■ **Short task**:
Your task is to repeat the listing exactly.

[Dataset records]
---------------

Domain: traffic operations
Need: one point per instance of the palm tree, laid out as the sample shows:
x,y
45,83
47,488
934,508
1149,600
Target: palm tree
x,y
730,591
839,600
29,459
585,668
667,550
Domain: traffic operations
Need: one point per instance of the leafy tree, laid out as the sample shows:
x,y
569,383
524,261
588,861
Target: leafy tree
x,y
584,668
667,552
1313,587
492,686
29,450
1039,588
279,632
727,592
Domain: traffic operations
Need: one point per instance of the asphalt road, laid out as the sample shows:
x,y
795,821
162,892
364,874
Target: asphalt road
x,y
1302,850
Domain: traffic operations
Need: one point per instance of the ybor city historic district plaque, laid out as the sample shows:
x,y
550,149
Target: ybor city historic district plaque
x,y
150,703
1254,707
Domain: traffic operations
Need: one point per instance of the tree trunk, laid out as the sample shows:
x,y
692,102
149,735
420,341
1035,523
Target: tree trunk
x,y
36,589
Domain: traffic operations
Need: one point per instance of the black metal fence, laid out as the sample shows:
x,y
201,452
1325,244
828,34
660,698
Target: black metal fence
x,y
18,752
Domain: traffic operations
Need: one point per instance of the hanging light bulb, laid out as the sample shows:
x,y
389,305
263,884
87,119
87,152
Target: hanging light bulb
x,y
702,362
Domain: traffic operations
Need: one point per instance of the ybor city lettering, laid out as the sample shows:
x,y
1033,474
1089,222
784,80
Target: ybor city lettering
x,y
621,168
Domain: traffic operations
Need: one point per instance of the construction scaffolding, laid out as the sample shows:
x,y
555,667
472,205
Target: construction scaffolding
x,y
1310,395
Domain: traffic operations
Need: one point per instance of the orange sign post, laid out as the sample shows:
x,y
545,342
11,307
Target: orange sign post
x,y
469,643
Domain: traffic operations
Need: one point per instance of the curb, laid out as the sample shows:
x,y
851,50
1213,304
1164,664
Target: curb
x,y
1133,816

---------------

■ **Result of this exercise**:
Domain: traffic operations
Need: one point per instance of the palm tree, laid out as the sample shows:
x,y
45,83
47,488
934,508
1149,600
Target: palm tree
x,y
730,591
839,600
29,459
585,668
667,550
Domain: traffic operations
Need: one point per instance of the leafy tree, laid out as the sample shows:
x,y
569,383
524,261
588,861
Target: leafy tree
x,y
584,668
667,552
1313,587
492,686
29,450
1039,588
279,632
727,592
Domain: traffic operations
Need: one point per instance of the asphalt road, laid out as the sample shows:
x,y
795,821
162,892
364,874
Target: asphalt road
x,y
1302,850
Domain: traffic operations
Need: one point per instance of the ybor city historic district plaque, laid out as the sample shows:
x,y
550,149
Target: ybor city historic district plaque
x,y
150,703
1254,707
Domain: traffic operations
Need: one point per instance of the tree trunk, laid out as the sample shows:
x,y
692,102
149,735
420,341
1035,523
Target: tree trunk
x,y
36,589
Domain: traffic operations
Need: one point per instance of the black metal fence, laid out as the sample shows:
x,y
201,452
1325,244
828,34
660,698
Target: black metal fence
x,y
18,752
Domain: traffic operations
Need: one point per instance of the hanging light bulb, laid out as the sample shows:
x,y
389,305
263,884
87,119
87,152
Target: hanging light bulb
x,y
702,362
Domain: traffic operations
Need: one point per instance of the ybor city lettering, laid out as the sample shows:
x,y
1033,474
1089,222
784,80
Target: ybor city lettering
x,y
621,168
Domain: traffic operations
Need: one point per instance of the construction scaffolding, laid out as the sample shows:
x,y
555,667
472,205
Target: construction scaffolding
x,y
1310,395
Domain: traffic operations
Need: one point per instance of the orange sign post, laid out as the sample shows:
x,y
545,342
11,307
Target: orange sign post
x,y
469,643
Domain: traffic operations
Need: one point per instance of the curb, laid out as the sample shows:
x,y
851,50
1213,304
1164,664
Target: curb
x,y
1133,816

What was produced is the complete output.